**What you need to do:**
Please update the material below by changing "Reply in the style" to "Answer in the format" wherever it occurs, keeping every other character unchanged.

[Detection examples]
+ + + + +

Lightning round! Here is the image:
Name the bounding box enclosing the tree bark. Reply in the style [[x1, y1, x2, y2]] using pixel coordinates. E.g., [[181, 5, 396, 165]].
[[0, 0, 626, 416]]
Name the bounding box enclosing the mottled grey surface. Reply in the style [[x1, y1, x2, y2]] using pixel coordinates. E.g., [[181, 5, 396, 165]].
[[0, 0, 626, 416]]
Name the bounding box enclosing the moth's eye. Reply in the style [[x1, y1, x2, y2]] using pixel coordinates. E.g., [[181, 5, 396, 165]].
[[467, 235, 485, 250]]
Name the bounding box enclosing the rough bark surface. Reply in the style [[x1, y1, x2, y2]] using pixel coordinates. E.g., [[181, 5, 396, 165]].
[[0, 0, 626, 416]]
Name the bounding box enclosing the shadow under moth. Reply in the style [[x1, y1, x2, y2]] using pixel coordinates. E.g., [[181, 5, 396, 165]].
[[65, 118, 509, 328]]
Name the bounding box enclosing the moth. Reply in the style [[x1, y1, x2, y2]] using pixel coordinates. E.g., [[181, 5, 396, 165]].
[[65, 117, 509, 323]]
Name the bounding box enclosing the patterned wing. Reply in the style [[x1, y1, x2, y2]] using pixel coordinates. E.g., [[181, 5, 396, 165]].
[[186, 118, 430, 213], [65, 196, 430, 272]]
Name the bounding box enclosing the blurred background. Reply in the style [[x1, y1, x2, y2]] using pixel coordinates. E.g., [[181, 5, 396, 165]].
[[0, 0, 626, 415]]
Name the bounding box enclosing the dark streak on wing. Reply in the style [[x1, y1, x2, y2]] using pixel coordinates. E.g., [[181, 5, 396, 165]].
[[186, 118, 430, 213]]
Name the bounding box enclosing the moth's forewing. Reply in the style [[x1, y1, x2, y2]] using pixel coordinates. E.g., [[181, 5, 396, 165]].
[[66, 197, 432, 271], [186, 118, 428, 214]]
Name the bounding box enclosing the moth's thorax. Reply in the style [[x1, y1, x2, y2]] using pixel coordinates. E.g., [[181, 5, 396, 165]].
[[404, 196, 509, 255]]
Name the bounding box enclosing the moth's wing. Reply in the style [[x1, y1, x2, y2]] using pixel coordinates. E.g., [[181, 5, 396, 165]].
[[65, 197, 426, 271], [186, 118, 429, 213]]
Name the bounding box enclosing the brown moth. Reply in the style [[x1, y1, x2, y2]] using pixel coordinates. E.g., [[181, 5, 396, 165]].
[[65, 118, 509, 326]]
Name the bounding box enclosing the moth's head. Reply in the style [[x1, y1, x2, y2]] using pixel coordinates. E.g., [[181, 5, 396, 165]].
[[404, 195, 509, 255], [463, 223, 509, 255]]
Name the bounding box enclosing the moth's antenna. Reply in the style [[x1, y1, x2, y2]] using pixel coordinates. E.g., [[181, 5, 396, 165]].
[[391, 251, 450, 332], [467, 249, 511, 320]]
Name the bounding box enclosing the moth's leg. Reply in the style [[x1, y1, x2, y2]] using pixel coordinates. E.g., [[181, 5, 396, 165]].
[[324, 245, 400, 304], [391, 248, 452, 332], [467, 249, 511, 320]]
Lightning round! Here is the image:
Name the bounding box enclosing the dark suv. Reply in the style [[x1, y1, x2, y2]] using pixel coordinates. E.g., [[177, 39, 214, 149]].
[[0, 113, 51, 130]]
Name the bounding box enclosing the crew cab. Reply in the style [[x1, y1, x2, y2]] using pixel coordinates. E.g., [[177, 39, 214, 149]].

+ + + + +

**Task solution:**
Lightning round! Here is the image:
Name the bounding box enclosing the tree bark. Answer in the format [[x1, y1, x2, y2]] using pixel coordinates. E.g., [[181, 5, 396, 165]].
[[0, 0, 626, 416]]
Name the bounding box enclosing the mottled grey surface. Answer in the format [[x1, y1, x2, y2]] using pixel coordinates. E.g., [[181, 5, 396, 165]].
[[0, 0, 626, 416]]
Name the bounding box enclosing the moth's eye. Answer in the format [[x1, y1, x2, y2]] using pixel coordinates. E.g., [[181, 5, 396, 165]].
[[467, 235, 485, 250]]
Name the bounding box enclosing the rough bark surface. Answer in the format [[x1, y1, x2, y2]] using pixel coordinates. E.g., [[181, 5, 396, 165]].
[[0, 0, 626, 416]]
Name the bounding box enclosing the shadow under moth. Answer in the format [[x1, y1, x2, y2]] using pixel coordinates. E.g., [[181, 5, 396, 165]].
[[65, 118, 509, 328]]
Name the bounding box enclosing the moth. Answer in the format [[x1, y1, x2, y2]] using pixel coordinates. E.g., [[181, 5, 396, 165]].
[[65, 117, 509, 323]]
Name the bounding box enclosing the patterned wing. Answer in the format [[x1, y1, x2, y2]] using pixel coordinates. E.g., [[181, 5, 396, 165]].
[[186, 118, 430, 213], [65, 196, 430, 272]]
Name the bounding box enclosing the blurred background. Answer in the format [[x1, y1, x2, y2]] using pixel coordinates. E.g., [[181, 5, 396, 165]].
[[0, 0, 626, 415]]
Name the bounding box enclosing the dark streak on wing. Answer in the format [[x1, y1, x2, y2]] using pixel coordinates. E.g., [[181, 5, 396, 165]].
[[186, 118, 430, 213]]
Name the bounding box enclosing the moth's forewing. Answer in the format [[x1, y1, x2, y2]] using pixel coordinates. E.g., [[181, 5, 396, 165]].
[[66, 197, 432, 271], [186, 118, 428, 214]]
Name the bounding box enclosing the moth's thorax. Answer in the format [[x1, y1, x2, y2]] using pixel coordinates. E.g., [[181, 5, 396, 165]].
[[404, 196, 509, 255]]
Name the bounding box enclosing the moth's wing. Answer in the format [[x1, y1, x2, y2]] using pixel coordinates. E.g., [[181, 5, 396, 165]].
[[65, 197, 426, 271], [186, 118, 429, 213]]
Name the bounding box enclosing the brown moth. Answer in the format [[x1, y1, x2, y2]] using pixel coordinates. E.g., [[181, 5, 396, 165]].
[[65, 118, 509, 326]]
Name the bounding box enclosing the moth's head. Answer in the format [[x1, y1, x2, y2]] using pixel coordinates. E.g., [[181, 5, 396, 165]].
[[404, 195, 509, 255], [463, 223, 509, 255]]
Name the bounding box enclosing the moth's antenna. Answer in the format [[x1, y1, x2, y2]] using pixel coordinates. E.g., [[181, 5, 396, 165]].
[[391, 251, 450, 332], [467, 249, 511, 320]]
Name the bounding box enclosing the moth's leg. Answer in the format [[x1, y1, x2, y2]] using pixel coordinates. E.g., [[181, 5, 396, 165]].
[[324, 245, 400, 304], [391, 248, 452, 332], [467, 249, 511, 320]]
Lightning round! Here is the image:
Name the bounding box enclosing the dark suv. Answer in the format [[x1, y1, x2, y2]] using pixel coordinates. E.g., [[177, 39, 214, 149]].
[[0, 113, 51, 130]]
Name the bounding box enclosing the crew cab. Answer in the format [[x1, y1, x2, y2]] using pixel coordinates. E.g., [[177, 39, 214, 149]].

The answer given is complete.